▶ DOCUMENT:
════════════════════
I do know (from the mouth of my Sigung who was there) that Bruce did teach his original teachings all the way up to his death! Was that all he taught? No. But to achieve Jeet Kune Do we have to follow a process that begins with Jun Fan as a base. If we as individuals find that Jun Fan is "usefull," then there is no need to "discard" it.

Thats what its about. My Jeet Kune Do is not your Jeet Kune Do, it never will be, nor can it ever be close. Because it is in the mind just as much as it is in the body. But if anyone thinks that it is "all" in the mind and that there is no art, then they are wrong.

But to think that because Bruce evolved as an individual martial artist and that "he moved" and no longer practiced or taught his Jun Fan is rediculous.


----------



## KennethKu (May 31, 2003)

With all due respect, what is ridiculous is the notion that Bruce Lee came up with JKD on day 1, that everything Lee ever touched was JKD.  Just like everybody else who has invented or created or discovered something meaningful, Bruce Lee learned, experimented, *discarded*, and *refined* in an evolving process. If you asked Ted Wong, Bruce Lee's last private student as well as one of his closest friends, he would tell you that what Bruce Lee taught when he was in Seattle (all the Jun Fan stuffs) was vastly different from what he later taught when in LA.  In the early days when in Seattle (supposedly what your instructor was involved in), Lee was more leaning to Wing Chun and other Chinese Kung Fu stuffs.  His horizon boraden widely in time.  JKD is the refined product, an improved version of Jun Fan.  However, Bruce didn't leave a lot of materials, in terms of techniques, regarding JKD to be passed on. (His JKD Bible, "The Tao of JKD" is at least 30-40% nothing more than Lee's half-baked attempt at philosophy.) He wasn't thinking of preserving JKD as he wasn't thinking of dying so soon.  JKD was a work-in-progress. So later on, people who want to make a living teaching JKD, find that JKD is very *simple* and there isn't much to teach, hence you can't really charge a lot of sessions.  (JKD is simple, and you can ask Ted Wong to verify this.) So, they dig up Jun Fan and BINGO!  You can make a lot of money teaching ChiSao and other Wing Chun stuffs that take forever to play around before the students wise up.    The reality is, at the end, Lee deemphasized ChiSao. This comes straight from his confidents and private students, Takimura and Ted Wong's mouths.  These two are his diehard loyalists and would never distort Lee's legacy.


----------



## bob919 (Jun 1, 2003)

john littles 'jeet kune do' is far better organised than tao of jeetkune do and just genrally better it basically has the same info but better organised and added to 

BTW john little was just the editor but he did a great job


----------



## James Kovacich (Jun 2, 2003)
════════════════════
▶ DATASET RECORDS:
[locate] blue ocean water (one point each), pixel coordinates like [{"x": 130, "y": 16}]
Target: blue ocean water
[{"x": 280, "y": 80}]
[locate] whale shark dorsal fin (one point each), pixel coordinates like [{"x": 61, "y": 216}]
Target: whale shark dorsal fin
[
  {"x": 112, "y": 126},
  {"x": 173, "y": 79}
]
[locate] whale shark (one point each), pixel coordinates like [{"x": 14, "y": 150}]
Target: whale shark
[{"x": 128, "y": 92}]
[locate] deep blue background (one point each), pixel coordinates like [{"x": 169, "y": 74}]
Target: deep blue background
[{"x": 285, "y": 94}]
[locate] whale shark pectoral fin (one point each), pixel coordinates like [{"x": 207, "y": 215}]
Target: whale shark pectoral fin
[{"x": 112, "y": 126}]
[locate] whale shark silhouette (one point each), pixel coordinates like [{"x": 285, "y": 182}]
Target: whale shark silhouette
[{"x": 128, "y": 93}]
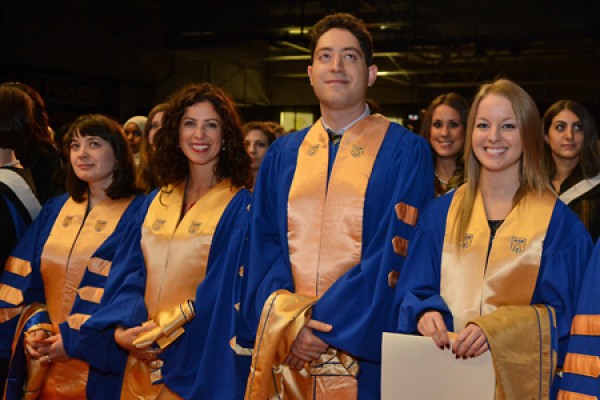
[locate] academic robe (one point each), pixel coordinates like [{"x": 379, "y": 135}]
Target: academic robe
[
  {"x": 581, "y": 370},
  {"x": 566, "y": 247},
  {"x": 200, "y": 363},
  {"x": 357, "y": 305},
  {"x": 26, "y": 275}
]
════════════════════
▶ AIM:
Reproduce word for word the part of the Jeet Kune Do thread between "I do know (from" and "Fan is rediculous.", inclusive.

▶ ANSWER FOR THE TASK:
I do know (from the mouth of my Sigung who was there) that Bruce did teach his original teachings all the way up to his death! Was that all he taught? No. But to achieve Jeet Kune Do we have to follow a process that begins with Jun Fan as a base. If we as individuals find that Jun Fan is "usefull," then there is no need to "discard" it.

Thats what its about. My Jeet Kune Do is not your Jeet Kune Do, it never will be, nor can it ever be close. Because it is in the mind just as much as it is in the body. But if anyone thinks that it is "all" in the mind and that there is no art, then they are wrong.

But to think that because Bruce evolved as an individual martial artist and that "he moved" and no longer practiced or taught his Jun Fan is rediculous.